At this point, the roaster is in a crate (about the size of a couple refrigerators)outside the shop. It's perhaps 38 degrees, & sunny. At my disposal, I have a fantastic oversized scraper a friend made for me in N.C. It was designed to scrape the underside of a two bag coffee roaster cooling tray. It's a fine piece of steel. It has been used as a pull up bar, an ice breaker, & potential self-defense weapon. Now it was being used as a pry-bar, and a lever to inch the half-crated roaster towards the shop door.

Randy arrives, we take a coffee break.

Break over, we head back outside & deliberate the preferred methods of overcoming this obstacle. Half-hearted attempts at mumbling brilliant solutions exit our lips, and dissipate weakly into little plumes of steam.

Enter friend #2: Wes. Phone call:"hey man, I was wondering if you were roasting today, and I could swing by and pick up a bag of coffee?" Me:"um, yep. C'mon by..." My response upturned not so casually at the last second with the optimism of a guy who truly almost believes this substantial task will "just take a second."

Accelerating the story now, Wes arrives, we all deliberate, and start moving the mother towards the doorway. Maybe we lugged it up a step onto the landing, when the idea that had been brewing, slowly dawned on me. One must draw upon what one has to work with when one is in a position of challenge, no?

Being a climber has aided me in a number of applications, as it helped me this day. I grabbed my harness, tied in, and tossed the rope over one of the supports of the warehouse. After tying the rope to the roaster, the fine citizen, Andy Michael stood near to grab on and hang off of me as I dangle. Wes & Randy lifted as I hoisted & Andy hung.

Dataset excerpt
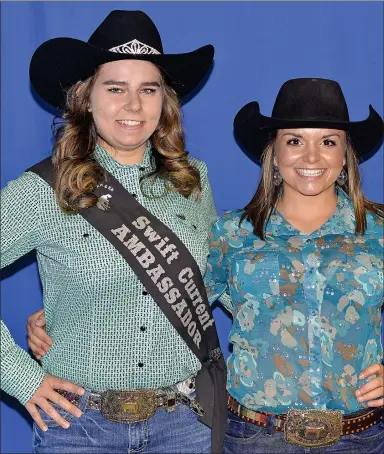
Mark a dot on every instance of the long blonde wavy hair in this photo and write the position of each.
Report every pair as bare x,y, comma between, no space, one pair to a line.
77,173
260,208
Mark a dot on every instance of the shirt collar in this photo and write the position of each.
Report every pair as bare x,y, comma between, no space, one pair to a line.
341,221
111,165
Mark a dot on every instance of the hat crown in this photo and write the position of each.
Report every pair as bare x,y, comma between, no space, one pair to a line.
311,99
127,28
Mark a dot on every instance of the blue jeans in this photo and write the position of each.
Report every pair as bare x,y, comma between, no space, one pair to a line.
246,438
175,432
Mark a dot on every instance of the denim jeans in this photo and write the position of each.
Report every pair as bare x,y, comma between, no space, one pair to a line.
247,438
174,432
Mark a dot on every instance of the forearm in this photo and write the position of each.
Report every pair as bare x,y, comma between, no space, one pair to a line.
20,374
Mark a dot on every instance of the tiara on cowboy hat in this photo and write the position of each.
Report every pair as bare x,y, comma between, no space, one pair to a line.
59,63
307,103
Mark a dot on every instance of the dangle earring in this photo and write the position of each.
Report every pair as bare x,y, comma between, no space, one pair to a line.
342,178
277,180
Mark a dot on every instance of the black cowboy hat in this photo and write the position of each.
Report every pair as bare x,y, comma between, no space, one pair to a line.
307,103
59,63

→ **Challenge**:
Please answer these questions about the account of moving the coffee roaster:
1. What was the temperature outside?
2. What did Wes want when he phoned?
3. Who grabbed on and hung off the narrator during the hoist?
The listing plays no part in this.

→ **Final result**:
1. Perhaps 38 degrees.
2. To swing by and pick up a bag of coffee.
3. Andy Michael.